Source excerpt:
- - - - -

Getting JSON out of Google Spreadsheets

One of the nice features in Google Spreadsheets is the option to publish your data in various formats, including HTML, CSV, PDF, and XML. You’ll notice that list does not include everyone’s favorite, JSON. But it turns out that even though JSON is not included as one of the publish options there is a JSON feed available via the Data API.

But it also turns out that this feed is a bit of a mess. For one, the JSON output is chock-full of meta data and that means you have to do some digging to get to the data that you actually want. Not so bad but there are other problems. Google offers two formats to structure your JSON, “list” and “cells”. The list option puts all of your spreadsheet data into a single property and, oddly, commas in your data are not escaped, which makes the feed useless in many cases. The cell option is better but it spreads your data out across the JSON in an awkward way. In their raw state, I found neither option to be usable.

Pour some PHP on it

To get around these obstacles I started to write some PHP that stripped away the nasty meta data and reworked the problematic parts of the structure. As I got into it I realized that if I had to parse Google’s feed I might as well start with something easier to work with. In other words, instead of teasing apart quirky, bloated JSON maybe it would be better to start with clean data in another format and then convert to JSON.

The Google Documents CSV feed, which contains only the spreadsheet content (no meta data), is perfect for this. All you need is a way to convert the CSV to JSON.

So here’s how to get it set up.

Three easy steps

1. Set up a Google Documents spreadsheet using the first row as your keys. It’s a good idea to use camelCase for these names since you’re probably going to be looping over them later in JavaScript.

Screenshot of Google Spreadsheet showing example data

2. Click Collaborate > Publish as a web page. Click Start publishing and then select the CSV option in the select menu below. The URL it gives you is your CSV feed. Copy it so we can paste it into our script in the next step.

- - - - -

Actions to take:
1 > Name the formats that the article on getting JSON out of Google Spreadsheets lists as publishing options.
2 > From the article on getting JSON out of Google Spreadsheets, reproduce word for word the stretch from "To get around" through "convert to JSON.".

- - - - -

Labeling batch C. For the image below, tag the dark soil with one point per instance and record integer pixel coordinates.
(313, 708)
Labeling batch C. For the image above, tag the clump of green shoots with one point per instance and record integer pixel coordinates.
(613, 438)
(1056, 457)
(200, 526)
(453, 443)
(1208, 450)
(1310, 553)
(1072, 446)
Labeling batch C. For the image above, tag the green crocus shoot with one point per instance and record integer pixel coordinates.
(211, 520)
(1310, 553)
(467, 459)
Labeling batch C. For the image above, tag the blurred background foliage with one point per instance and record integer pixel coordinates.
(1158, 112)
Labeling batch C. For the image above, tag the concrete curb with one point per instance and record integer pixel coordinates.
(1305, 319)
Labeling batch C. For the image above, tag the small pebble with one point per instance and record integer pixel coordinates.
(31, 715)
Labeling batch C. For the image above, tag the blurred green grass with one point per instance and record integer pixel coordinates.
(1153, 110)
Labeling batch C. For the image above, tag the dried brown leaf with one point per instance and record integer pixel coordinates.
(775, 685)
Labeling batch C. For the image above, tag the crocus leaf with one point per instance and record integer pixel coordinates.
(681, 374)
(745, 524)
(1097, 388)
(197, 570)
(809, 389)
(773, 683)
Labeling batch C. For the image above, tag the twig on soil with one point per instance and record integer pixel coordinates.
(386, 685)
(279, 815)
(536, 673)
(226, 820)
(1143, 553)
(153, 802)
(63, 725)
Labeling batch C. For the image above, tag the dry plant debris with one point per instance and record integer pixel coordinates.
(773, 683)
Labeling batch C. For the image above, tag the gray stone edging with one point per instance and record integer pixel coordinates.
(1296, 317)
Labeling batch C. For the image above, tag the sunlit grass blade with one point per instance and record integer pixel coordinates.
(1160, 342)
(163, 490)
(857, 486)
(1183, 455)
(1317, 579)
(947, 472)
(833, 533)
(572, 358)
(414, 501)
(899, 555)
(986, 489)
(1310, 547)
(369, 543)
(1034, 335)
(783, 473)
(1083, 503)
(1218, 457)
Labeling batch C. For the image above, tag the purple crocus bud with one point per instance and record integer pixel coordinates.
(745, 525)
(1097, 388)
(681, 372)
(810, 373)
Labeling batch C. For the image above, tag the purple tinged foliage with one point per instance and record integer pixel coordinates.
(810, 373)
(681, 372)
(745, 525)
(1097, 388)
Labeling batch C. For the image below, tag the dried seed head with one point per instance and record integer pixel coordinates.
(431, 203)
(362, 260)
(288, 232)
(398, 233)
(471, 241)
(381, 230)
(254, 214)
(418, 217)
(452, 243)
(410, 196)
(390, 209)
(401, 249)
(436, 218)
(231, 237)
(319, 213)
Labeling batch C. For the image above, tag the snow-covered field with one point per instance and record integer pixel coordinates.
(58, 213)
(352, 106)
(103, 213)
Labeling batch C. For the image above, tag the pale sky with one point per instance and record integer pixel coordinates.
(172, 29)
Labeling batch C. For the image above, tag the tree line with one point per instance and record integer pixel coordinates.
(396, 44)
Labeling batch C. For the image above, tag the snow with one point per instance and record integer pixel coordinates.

- - - - -

Expected results:
1 > HTML, CSV, PDF, and XML.

2 >
To get around these obstacles I started to write some PHP that stripped away the nasty meta data and reworked the problematic parts of the structure. As I got into it I realized that if I had to parse Google’s feed I might as well start with something easier to work with. In other words, instead of teasing apart quirky, bloated JSON maybe it would be better to start with clean data in another format and then convert to JSON.